__Tâche demandée__
Prolongez le texte sur les collectionneurs qui figure ci-dessous, en reprenant juste après sa dernière phrase.

__Extrait du texte__
::::::::::
Esprit de collections
Le monde des collectionneurs est un univers si vaste, infini, qu’il est difficile d’en appréhender les limites. Ce sont des faits d’actualité qui ont motivé ce nouvel article: l’achat d’un tableau attribué à Léonard de Vinci, “Salvador Mundi”, par un collectionneur privé (qui serait un prince saoudien), pour un coût exorbitant et les collectionneurs d’armes aux USA (armaphilie), ce qui engendre malheureusement des faits divers récurrents, régulièrement relatés dans les médias. Mais c’est aussi mon âme de collectionneuse, notamment du sable (arénophilie) qui m’a incitée à faire des tableaux de sable.
Le collectionneur, amateur ou professionnel, est un passionné qui rassemble des objets ayant trait au même thème, tant sur le plan affectif que scientifique, artistique, documentaire… Il oriente ses recherches en fonction de sa personnalité (son vécu et le monde dans lequel il évolue). Le nom des collectionneurs se termine en général par “…phile” du grec qui signifie “avoir du goût pour, de l’affinité avec”.
L’origine d’une collection peut être un premier cadeau (par exemple un jouet: une poupée, une sorcière, un ourson, une voiture…), un objet de décoration (vase, presse-papier, lampe, statuette…), une pierre ou un coquillage ramassés lors d’une balade ou d’un voyage. Mais c’est aussi l’attachement d’une personne pour sa ville, sa région, ses origines culturelles… qui le pousse à rassembler livres, cartes postales, photos et tout document concernant son centre d’intérêt. En fait tout peut déclencher “l’esprit de collectionneur”: la passion de la lecture et tout ce qui gravite autour (serre-livres, marque-pages, statuettes…), le milieu professionnel (c’est ainsi que mes parents ont collectionné des photos et cartes postales de gares, mon père agent SNCF était chef de gare), un violon d’Ingres (peinture et dessins, restauration de vieilles voitures, motos, solex et vélos, instruments de musique, disques vinyles et tout ce qui à trait à l’époque vintage etc…), la fascination pour une personnalité, une star (cinéma, musique…), l’amour porté à un animal (chat, chien, grenouille, tortue, cheval, oiseaux: cygne, poule…) un insecte (papillon, araignée…). Le monde sportif aussi regorge de coupes et de médailles. et que dire des nains de jardin (nanipabullophilie)!!! etc…
Lors de mes recherches j’ai trouvé aussi tellement de collections insolites qu’il est temps de se poser la question: Pourquoi un tel engouement? Psychologues, psychanalystes, psychiatres, philosophes, médecins se sont penchés sur le comportement des collectionneurs. Une théorie (Werner Muensterberger) avance que le collectionneur chercherait à retrouver la sensation du “doudou” primitif (poupée ou autre objet comme un hochet ou un morceau de tissu…), “objet transitionnel” qui l’a aidé à vivre la “dé-fusion avec sa mère” où un jour il s’aperçoit qu’elle peut s’absenter, ce qui lui permet de soulager sa peur de la solitude. Il est rapporté que Balzac s’est ruiné pour amasser des objets de valeur, traumatisé par une enfance sans amour , “je n’ai jamais eu de mère” disait-il… Mais je ne vais pas m’attarder sur ce terrain…
Il y les collectionneurs qui suivent des modes ou poursuivent une collection familiale. Il y a les modérés qui dépensent peu d’argent et aussi ceux qui engloutissent leur salaire.
::::::::::
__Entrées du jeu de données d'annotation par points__
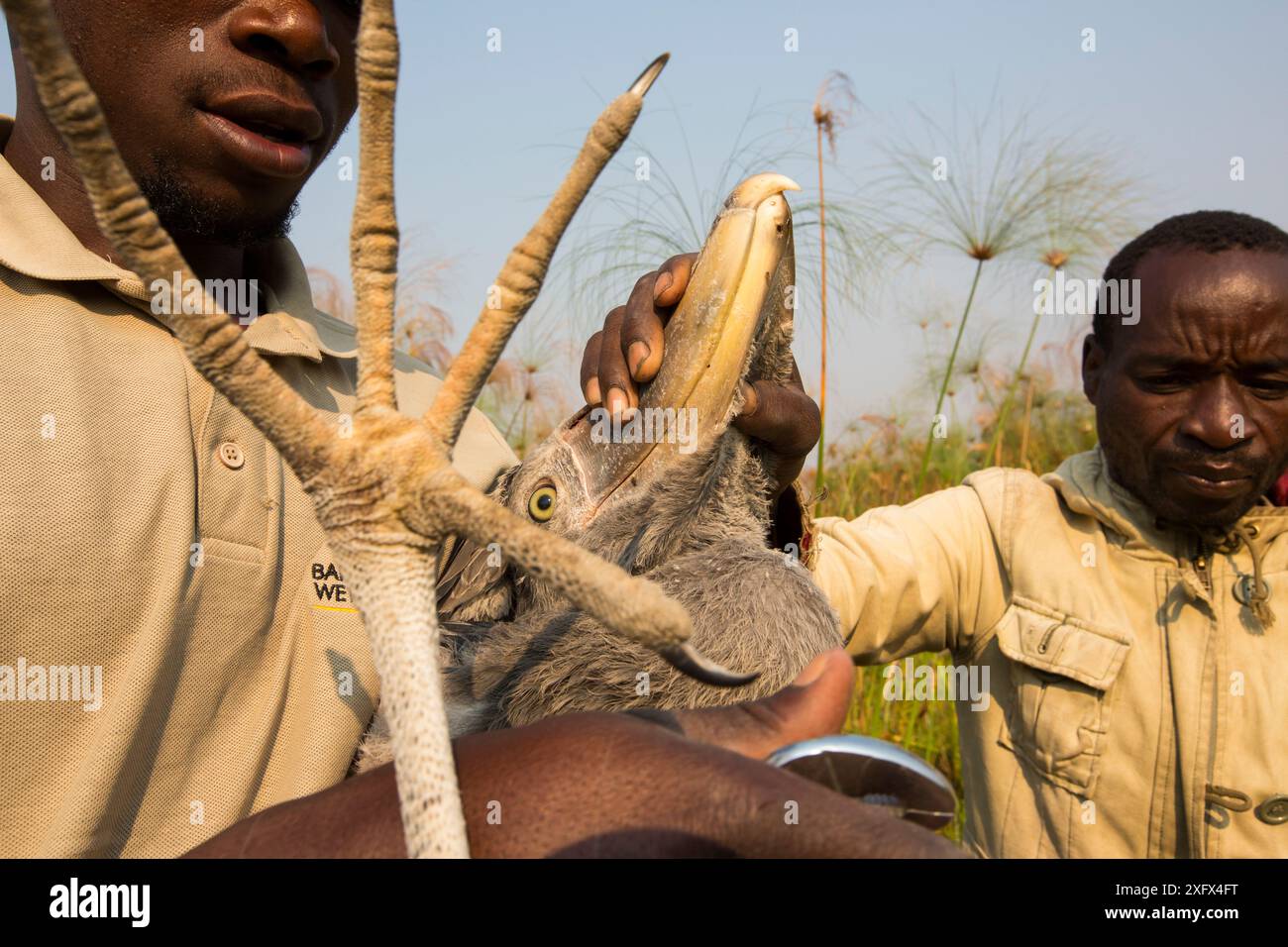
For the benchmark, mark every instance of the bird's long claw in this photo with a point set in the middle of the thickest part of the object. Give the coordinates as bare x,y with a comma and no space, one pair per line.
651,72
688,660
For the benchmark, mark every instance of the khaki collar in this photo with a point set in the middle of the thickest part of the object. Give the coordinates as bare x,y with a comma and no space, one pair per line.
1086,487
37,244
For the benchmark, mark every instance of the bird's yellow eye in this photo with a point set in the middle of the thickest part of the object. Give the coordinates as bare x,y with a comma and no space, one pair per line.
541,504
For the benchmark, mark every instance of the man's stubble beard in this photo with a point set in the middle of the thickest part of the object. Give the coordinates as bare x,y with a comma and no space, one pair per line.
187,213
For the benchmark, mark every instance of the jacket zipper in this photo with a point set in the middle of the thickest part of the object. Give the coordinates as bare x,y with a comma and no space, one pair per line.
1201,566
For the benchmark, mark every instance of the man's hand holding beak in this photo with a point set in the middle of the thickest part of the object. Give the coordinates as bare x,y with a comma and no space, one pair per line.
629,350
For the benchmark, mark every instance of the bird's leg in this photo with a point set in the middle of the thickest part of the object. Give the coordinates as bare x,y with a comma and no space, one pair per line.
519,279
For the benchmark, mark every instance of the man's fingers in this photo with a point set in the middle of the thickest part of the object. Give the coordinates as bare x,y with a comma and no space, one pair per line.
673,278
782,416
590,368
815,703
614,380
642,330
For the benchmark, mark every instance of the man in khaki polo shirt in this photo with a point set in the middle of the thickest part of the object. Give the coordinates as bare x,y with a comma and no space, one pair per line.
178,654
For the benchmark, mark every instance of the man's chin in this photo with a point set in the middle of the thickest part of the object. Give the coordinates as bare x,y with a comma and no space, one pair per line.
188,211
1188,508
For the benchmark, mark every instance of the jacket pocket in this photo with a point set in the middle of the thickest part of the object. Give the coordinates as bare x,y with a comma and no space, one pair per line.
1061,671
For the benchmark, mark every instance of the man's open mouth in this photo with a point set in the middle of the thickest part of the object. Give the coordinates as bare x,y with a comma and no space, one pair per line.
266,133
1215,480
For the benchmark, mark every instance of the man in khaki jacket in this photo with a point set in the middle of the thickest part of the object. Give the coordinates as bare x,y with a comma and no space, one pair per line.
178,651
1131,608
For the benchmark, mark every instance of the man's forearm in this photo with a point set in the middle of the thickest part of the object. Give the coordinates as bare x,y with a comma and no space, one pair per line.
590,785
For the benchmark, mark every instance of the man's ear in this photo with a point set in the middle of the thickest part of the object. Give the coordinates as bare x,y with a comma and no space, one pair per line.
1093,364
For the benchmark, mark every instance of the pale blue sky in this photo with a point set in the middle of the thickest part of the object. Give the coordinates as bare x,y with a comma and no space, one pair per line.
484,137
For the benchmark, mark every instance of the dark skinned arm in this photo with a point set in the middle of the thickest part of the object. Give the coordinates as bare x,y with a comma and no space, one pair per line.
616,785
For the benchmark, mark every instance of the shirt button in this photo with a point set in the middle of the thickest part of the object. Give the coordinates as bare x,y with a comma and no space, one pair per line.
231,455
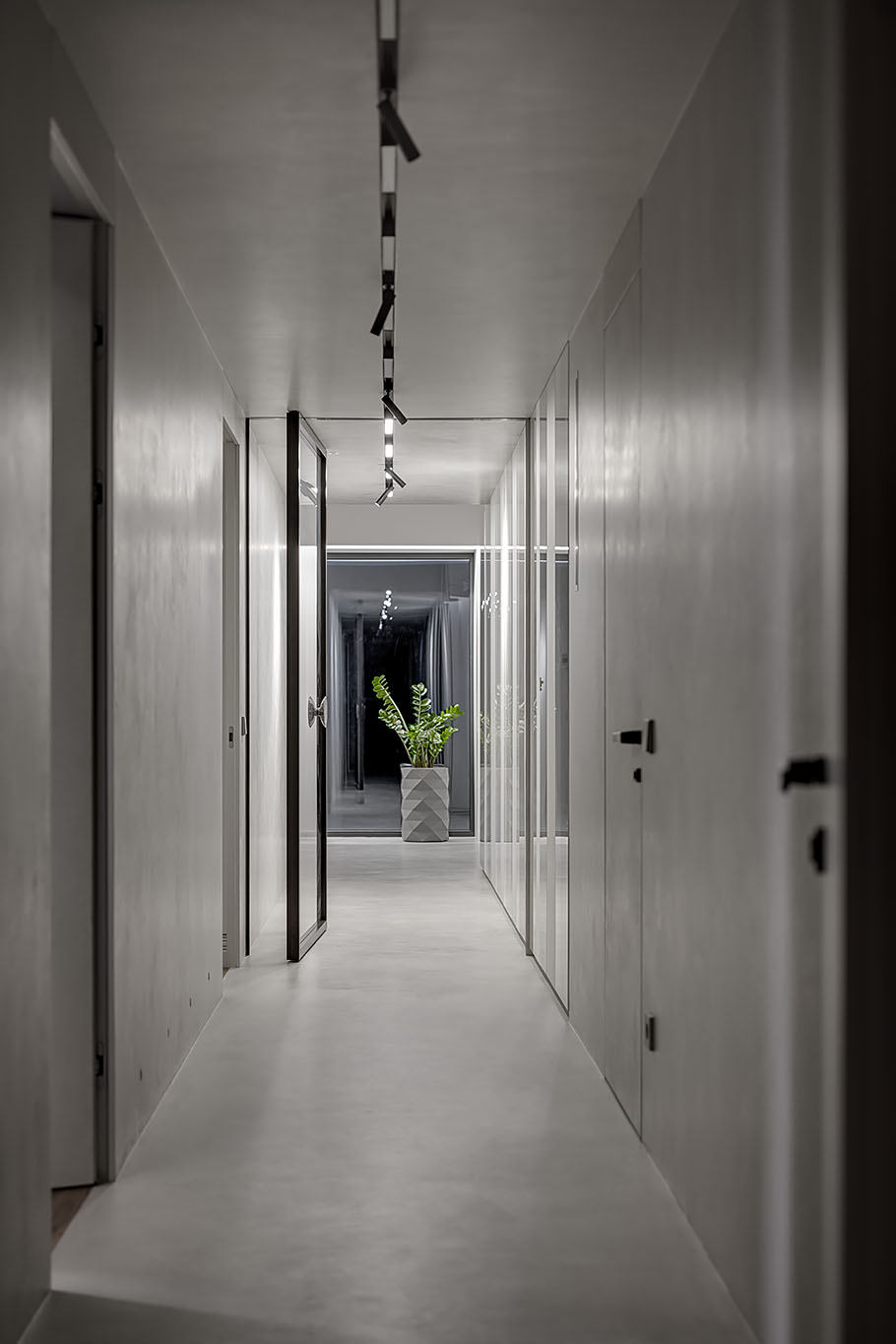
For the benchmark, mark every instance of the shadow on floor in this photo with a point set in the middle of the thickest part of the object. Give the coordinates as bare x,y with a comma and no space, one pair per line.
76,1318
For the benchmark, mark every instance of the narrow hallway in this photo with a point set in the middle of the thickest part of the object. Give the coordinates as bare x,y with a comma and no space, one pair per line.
::::::::::
__Réponse à la tâche__
“Les plus belles collections ont été faites avec peu d’argent et beaucoup d’amour” Abel Bonnard
L’histoire des collections est très ancienne et remontrait à l’homme de Neandertal et de tout temps l’homme a collectionné. Le terme de collectionnisme apparait à la Renaissance pour désigner une manie à rassembler des objets hétéroclites et sans valeur (cabinet des curiosités). Que de collections et collectionneurs!!! La passion du collectionneur présente différents degrés et va du simple engouement passager lié à un effet de mode, des achats compulsifs, des pulsions irrationnelles (“trouble obsessionnel compulsif” selon les “freudiens”), jusqu’à une passion dévorante (collectionisme) pouvant être assimilée à une névrose obsessionnelle.
La recherche d’un objet original, extraordinaire, rare, unique… pour l’incorporer à la collection, expose à un dilemme passion et raison. Il suffit de voir tous ces collectionneurs en quête perpétuelle de ce nouvel objet chez les antiquaires et les brocanteurs ou lors d’expositions (bourses aux collections), voire sur internet. Mais aussi lors des brocantes organisées dans les villes et villages, ils sont alors les premiers sur le terrain pour dénicher “la perle rare”. Mais beaucoup de collectionneurs ne cherchent pas forcément la rareté et la valeur d’un objet mais simplement à accroître leurs collections.
Je me rappelle ainsi d’un amateur de “Bécassines” (bécassinophilie), sans parler des amateurs de petites voitures (Norev, Majorelle, Dinky toys…), pouvant traduire un attachement à l’enfance, etc… La liste des collections est tellement longue (l’une avec plus de 900 noms!!!) que je ne vais pas la détailler mais je vais en capter quelques éléments. Une collection se termine par désintérêt ou lassitude, car le but en fait n’est jamais atteint, c’est un projet sans fin.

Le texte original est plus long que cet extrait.